[RECORDS FOR THIS TASK]

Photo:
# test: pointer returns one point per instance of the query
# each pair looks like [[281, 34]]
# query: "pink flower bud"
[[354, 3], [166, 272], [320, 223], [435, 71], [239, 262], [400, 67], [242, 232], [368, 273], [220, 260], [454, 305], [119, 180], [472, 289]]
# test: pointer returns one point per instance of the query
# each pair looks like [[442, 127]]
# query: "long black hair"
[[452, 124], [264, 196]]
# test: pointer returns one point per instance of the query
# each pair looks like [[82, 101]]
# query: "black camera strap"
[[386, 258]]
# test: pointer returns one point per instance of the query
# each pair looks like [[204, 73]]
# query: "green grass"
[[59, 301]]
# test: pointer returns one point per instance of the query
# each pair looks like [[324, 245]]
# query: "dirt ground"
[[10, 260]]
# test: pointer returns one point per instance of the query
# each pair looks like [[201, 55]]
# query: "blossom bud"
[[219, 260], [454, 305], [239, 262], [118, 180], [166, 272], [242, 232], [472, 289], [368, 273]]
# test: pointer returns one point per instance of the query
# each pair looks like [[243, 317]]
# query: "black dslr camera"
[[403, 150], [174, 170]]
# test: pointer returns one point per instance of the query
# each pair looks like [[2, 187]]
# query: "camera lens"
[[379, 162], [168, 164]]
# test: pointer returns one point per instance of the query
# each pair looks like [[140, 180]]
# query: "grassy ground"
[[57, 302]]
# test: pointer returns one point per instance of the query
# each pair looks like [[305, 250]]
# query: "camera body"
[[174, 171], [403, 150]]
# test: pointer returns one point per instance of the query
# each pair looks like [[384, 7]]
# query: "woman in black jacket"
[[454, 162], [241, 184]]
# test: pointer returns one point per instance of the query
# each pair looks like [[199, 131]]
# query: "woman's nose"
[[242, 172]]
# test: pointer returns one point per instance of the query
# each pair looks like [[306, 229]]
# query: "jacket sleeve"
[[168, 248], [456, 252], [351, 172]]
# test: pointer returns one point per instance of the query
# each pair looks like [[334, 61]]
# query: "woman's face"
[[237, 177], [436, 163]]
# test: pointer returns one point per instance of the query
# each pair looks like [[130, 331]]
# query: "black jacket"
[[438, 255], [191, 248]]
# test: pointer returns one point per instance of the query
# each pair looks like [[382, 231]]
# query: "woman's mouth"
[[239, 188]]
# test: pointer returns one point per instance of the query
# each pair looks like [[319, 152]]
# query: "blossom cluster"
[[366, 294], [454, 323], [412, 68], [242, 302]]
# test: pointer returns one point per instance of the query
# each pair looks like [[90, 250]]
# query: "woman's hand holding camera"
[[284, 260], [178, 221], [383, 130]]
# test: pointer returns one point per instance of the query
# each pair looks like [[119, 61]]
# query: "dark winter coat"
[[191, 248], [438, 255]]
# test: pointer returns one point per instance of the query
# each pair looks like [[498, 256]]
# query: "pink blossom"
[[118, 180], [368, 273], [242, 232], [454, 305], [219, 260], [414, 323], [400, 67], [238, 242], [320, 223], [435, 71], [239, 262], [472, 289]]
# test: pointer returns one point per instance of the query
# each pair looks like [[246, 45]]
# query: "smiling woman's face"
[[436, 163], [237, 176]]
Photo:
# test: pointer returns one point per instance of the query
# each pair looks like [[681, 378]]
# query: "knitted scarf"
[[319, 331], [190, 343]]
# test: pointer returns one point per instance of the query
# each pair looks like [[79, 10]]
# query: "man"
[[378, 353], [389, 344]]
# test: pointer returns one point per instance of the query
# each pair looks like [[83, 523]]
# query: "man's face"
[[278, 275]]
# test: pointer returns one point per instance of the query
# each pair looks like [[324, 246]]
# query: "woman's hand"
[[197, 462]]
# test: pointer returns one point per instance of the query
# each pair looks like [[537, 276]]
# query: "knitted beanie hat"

[/RECORDS FOR THIS TASK]

▶ TASK ITEM
Reproduce the material in full, keeping every line exactly as given.

▶ EXERCISE OUTPUT
Photo:
# test: pointer returns one point per instance of the query
# each pair looks like [[281, 34]]
# query: "pink flower bud"
[[354, 3], [166, 272], [320, 223], [435, 71], [239, 262], [400, 67], [242, 232], [368, 273], [220, 260], [454, 305], [119, 180], [472, 289]]
# test: pointer returns one point per instance of the query
# each pair looks like [[442, 127]]
# query: "long black hair"
[[452, 124], [264, 196]]
# test: pointer returns one point per instance of the query
# each pair looks like [[82, 101]]
# query: "black camera strap"
[[386, 258]]
# test: pointer returns one point per instance of the query
# each pair looks like [[204, 73]]
# query: "green grass"
[[59, 301]]
# test: pointer returns one point per instance of the query
# each pair looks like [[324, 245]]
# query: "dirt ground"
[[10, 260]]
# test: pointer returns one point per instance of the query
# each pair looks like [[201, 55]]
# query: "blossom bud"
[[219, 260], [454, 305], [239, 262], [118, 180], [166, 272], [242, 232], [472, 289], [368, 273]]
# test: pointer returns one point per instance of the query
# each pair looks like [[243, 317]]
# query: "black dslr camera"
[[403, 150], [174, 170]]
# test: pointer returns one point per instance of the query
# each pair looks like [[2, 187]]
# query: "camera lens"
[[379, 162], [168, 164]]
# test: pointer returns one point per instance of the query
# each pair looks like [[140, 180]]
# query: "grassy ground"
[[57, 302]]
# test: pointer returns one point per instance of the query
# each pair looks like [[305, 250]]
# query: "camera body"
[[174, 171], [403, 150]]
# test: pointer returns one point per instance of the query
# each pair looks like [[384, 7]]
# query: "woman in black jacket"
[[454, 162], [241, 184]]
# test: pointer returns one point per instance of the query
# each pair looks like [[199, 131]]
# query: "woman's nose"
[[242, 172]]
# test: pointer returns one point per instance of the query
# each pair looks like [[306, 229]]
# query: "jacket sleeve"
[[168, 248], [456, 252], [351, 172]]
# test: pointer returns one point per instance of the query
# each pair looks like [[334, 61]]
# query: "woman's face"
[[237, 177], [436, 163]]
# test: pointer returns one point per instance of the query
# each pair looks like [[130, 331]]
# query: "black jacket"
[[438, 255], [191, 248]]
# test: pointer returns one point per instance of the query
# each pair looks like [[382, 231]]
# query: "woman's mouth"
[[239, 188]]
# test: pointer returns one point per instance of the query
# each pair looks like [[319, 152]]
# query: "blossom cluster"
[[366, 294], [454, 323], [412, 68], [242, 302]]
# test: pointer returns one point per instance of the query
# each pair looks like [[90, 250]]
# query: "woman's hand holding camera"
[[284, 260], [178, 221], [383, 130]]
# test: pointer returns one point per instance of the query
# each pair looks like [[119, 61]]
# query: "dark winter coat"
[[191, 248], [438, 255]]
# test: pointer returns one point per instance of the query
# each pair looks like [[498, 256]]
# query: "pink blossom"
[[118, 180], [368, 273], [242, 232], [454, 305], [219, 260], [414, 323], [400, 67], [238, 242], [320, 223], [435, 71], [239, 262], [472, 289]]
# test: pointer returns one point per instance of the query
# each pair looks like [[246, 45]]
# query: "smiling woman's face"
[[436, 163], [237, 176]]
Photo:
# test: pointer returns one point per instance of the query
# each pair looks like [[681, 378]]
# query: "knitted scarf"
[[319, 331], [190, 343]]
# test: pointer returns one point per instance of the query
# each pair looks like [[79, 10]]
# query: "man"
[[378, 353], [389, 344]]
# test: pointer returns one point per instance of the query
# each pair looks like [[83, 523]]
# query: "man's face"
[[278, 275]]
# test: pointer returns one point per instance of the query
# each pair looks like [[324, 246]]
# query: "woman's hand"
[[197, 462]]
# test: pointer returns one point per instance of the query
# each pair looks like [[537, 276]]
# query: "knitted beanie hat"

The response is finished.